INPUT MATERIAL:

--------------------------------

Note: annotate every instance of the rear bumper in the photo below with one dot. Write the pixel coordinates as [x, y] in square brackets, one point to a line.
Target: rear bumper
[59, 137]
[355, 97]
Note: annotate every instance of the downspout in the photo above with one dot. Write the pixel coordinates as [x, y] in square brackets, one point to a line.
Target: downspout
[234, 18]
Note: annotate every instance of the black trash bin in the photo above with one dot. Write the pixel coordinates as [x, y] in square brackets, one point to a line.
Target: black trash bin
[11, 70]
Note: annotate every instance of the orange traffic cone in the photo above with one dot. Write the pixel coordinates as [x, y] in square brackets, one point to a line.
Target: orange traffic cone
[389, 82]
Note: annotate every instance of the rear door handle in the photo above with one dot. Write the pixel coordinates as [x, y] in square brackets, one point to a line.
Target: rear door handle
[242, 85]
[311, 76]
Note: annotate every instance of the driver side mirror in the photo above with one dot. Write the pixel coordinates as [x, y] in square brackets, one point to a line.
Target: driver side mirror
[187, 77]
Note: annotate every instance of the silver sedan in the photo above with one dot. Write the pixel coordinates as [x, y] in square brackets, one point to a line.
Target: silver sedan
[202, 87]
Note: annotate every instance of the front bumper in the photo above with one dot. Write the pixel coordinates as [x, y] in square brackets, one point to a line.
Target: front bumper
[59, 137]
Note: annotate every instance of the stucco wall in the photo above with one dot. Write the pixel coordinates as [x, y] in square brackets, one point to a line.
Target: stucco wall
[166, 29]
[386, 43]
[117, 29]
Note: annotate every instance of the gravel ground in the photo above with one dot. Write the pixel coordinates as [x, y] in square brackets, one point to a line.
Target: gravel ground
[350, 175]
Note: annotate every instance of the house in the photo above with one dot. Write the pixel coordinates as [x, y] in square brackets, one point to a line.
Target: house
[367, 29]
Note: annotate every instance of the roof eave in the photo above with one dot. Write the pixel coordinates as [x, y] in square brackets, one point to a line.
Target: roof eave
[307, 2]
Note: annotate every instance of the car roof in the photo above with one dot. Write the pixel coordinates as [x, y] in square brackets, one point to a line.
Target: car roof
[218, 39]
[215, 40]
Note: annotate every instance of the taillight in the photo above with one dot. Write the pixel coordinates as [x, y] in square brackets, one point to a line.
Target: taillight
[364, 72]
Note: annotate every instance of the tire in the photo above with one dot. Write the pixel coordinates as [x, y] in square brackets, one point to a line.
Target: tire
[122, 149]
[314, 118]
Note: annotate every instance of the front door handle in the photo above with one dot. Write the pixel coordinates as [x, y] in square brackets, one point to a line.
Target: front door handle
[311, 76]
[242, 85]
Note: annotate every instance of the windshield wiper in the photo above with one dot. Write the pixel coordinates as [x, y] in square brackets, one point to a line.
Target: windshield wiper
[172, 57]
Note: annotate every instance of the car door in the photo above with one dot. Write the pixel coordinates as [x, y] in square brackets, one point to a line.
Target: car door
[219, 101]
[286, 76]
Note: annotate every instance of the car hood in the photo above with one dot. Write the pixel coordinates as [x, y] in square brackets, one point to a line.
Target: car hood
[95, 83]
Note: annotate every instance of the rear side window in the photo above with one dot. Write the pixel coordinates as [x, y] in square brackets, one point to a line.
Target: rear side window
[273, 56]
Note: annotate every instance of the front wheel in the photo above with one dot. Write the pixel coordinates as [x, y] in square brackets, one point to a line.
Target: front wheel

--------------------------------

INSTRUCTIONS TO FOLLOW:
Output the data above as a Markdown table with one row per line, skipping blank lines. Use two columns: "Row" for the row number and "Text" for the line.

RESULT:
| Row | Text |
|---|---|
| 1 | Note: annotate every instance of the rear bumper in the photo below with one dot. Write the pixel coordinates as [x, y] in square brackets, one point to a line. |
| 2 | Target: rear bumper |
| 3 | [59, 137] |
| 4 | [355, 97] |
| 5 | Note: annotate every instance of the downspout in the photo above with one dot. Write the pixel coordinates as [x, y] in square brackets, one point to a line. |
| 6 | Target: downspout |
| 7 | [234, 18] |
| 8 | Note: annotate every instance of the black trash bin in the photo above with one dot. Write the pixel coordinates as [x, y] in square brackets, one point to a line. |
| 9 | Target: black trash bin |
| 10 | [11, 70] |
| 11 | Note: annotate every instance of the orange traffic cone in the photo above with one dot. Write the pixel coordinates as [x, y] in square brackets, one point to a line. |
| 12 | Target: orange traffic cone |
| 13 | [389, 82] |
| 14 | Note: annotate every instance of the rear door handle in the photo above with one dot. Write the pixel coordinates as [x, y] in square brackets, one point to a line. |
| 15 | Target: rear door handle |
| 16 | [242, 85] |
| 17 | [311, 76] |
| 18 | Note: annotate every instance of the driver side mirror in the photo above with one dot. Write the pixel coordinates as [x, y] in square brackets, one point to a line. |
| 19 | Target: driver side mirror |
| 20 | [187, 77] |
| 21 | Note: annotate every instance of the silver sedan in the photo above with one dot. Write the pixel coordinates as [x, y] in square brackets, one point to a line. |
| 22 | Target: silver sedan |
| 23 | [202, 87] |
| 24 | Note: annotate every instance of the front bumper in the photo above with one dot. Write the pixel coordinates as [x, y] in square brackets, one point to a line. |
| 25 | Target: front bumper |
| 26 | [59, 137] |
| 27 | Note: annotate every instance of the stucco wall in the photo above with one dot. Write the pixel coordinates as [x, y] in square brackets, one point to a line. |
| 28 | Target: stucco wall |
| 29 | [166, 29] |
| 30 | [386, 43] |
| 31 | [117, 29] |
| 32 | Note: annotate every instance of the gravel ground in the photo above with one dot. Write the pixel coordinates as [x, y] in square brackets, one point to a line. |
| 33 | Target: gravel ground |
| 34 | [350, 175] |
| 35 | Note: annotate every instance of the house in the photo above with one dot. Write the pixel coordinates as [x, y] in square brackets, one point to a line. |
| 36 | Target: house |
| 37 | [367, 29] |
| 38 | Note: annotate every instance of the roof eave in the photo above with one dot. Write the pixel coordinates as [x, y] in square brackets, one point to a line. |
| 39 | Target: roof eave |
| 40 | [307, 2] |
| 41 | Note: annotate every instance of the car roof in the photo above with one dot. Write the pixel coordinates as [x, y] in square brackets, one point to a line. |
| 42 | Target: car roof |
| 43 | [218, 39] |
| 44 | [215, 40] |
| 45 | Note: annotate every instance of the taillight in the photo above with one dot. Write the pixel coordinates as [x, y] in square brackets, one point to a line. |
| 46 | Target: taillight |
| 47 | [364, 72] |
| 48 | Note: annotate every instance of the tire in the photo above with one dot. Write the pixel coordinates as [x, y] in square brackets, one point to a line. |
| 49 | Target: tire |
| 50 | [122, 149] |
| 51 | [314, 118] |
| 52 | Note: annotate every instance of the front door handle in the photo above with one dot. Write the pixel coordinates as [x, y] in square brackets, one point to a line. |
| 53 | Target: front door handle |
| 54 | [311, 76] |
| 55 | [242, 85] |
| 56 | Note: annotate every instance of the windshield wiper in the photo above with one dot. Write the pixel coordinates as [x, y] in square brackets, one point to a line. |
| 57 | Target: windshield wiper |
| 58 | [172, 57] |
| 59 | Note: annotate every instance of the car door in the photo above with one dot. Write the pixel coordinates as [x, y] in square brackets, one point to a line. |
| 60 | Target: car door |
| 61 | [219, 101] |
| 62 | [286, 76] |
| 63 | Note: annotate every instance of the car hood in the photo above with one dot. Write the pixel coordinates as [x, y] in square brackets, one point to a line. |
| 64 | Target: car hood |
| 65 | [95, 83] |
| 66 | Note: annotate every instance of the rear side window in the photo above with one dot. Write the pixel coordinates as [x, y] in square brackets, one point to a line. |
| 67 | Target: rear side window |
| 68 | [273, 56] |
| 69 | Note: annotate every instance of the front wheel in the photo above with one dot. Write the pixel coordinates as [x, y] in square brackets, one point to a line. |
| 70 | Target: front wheel |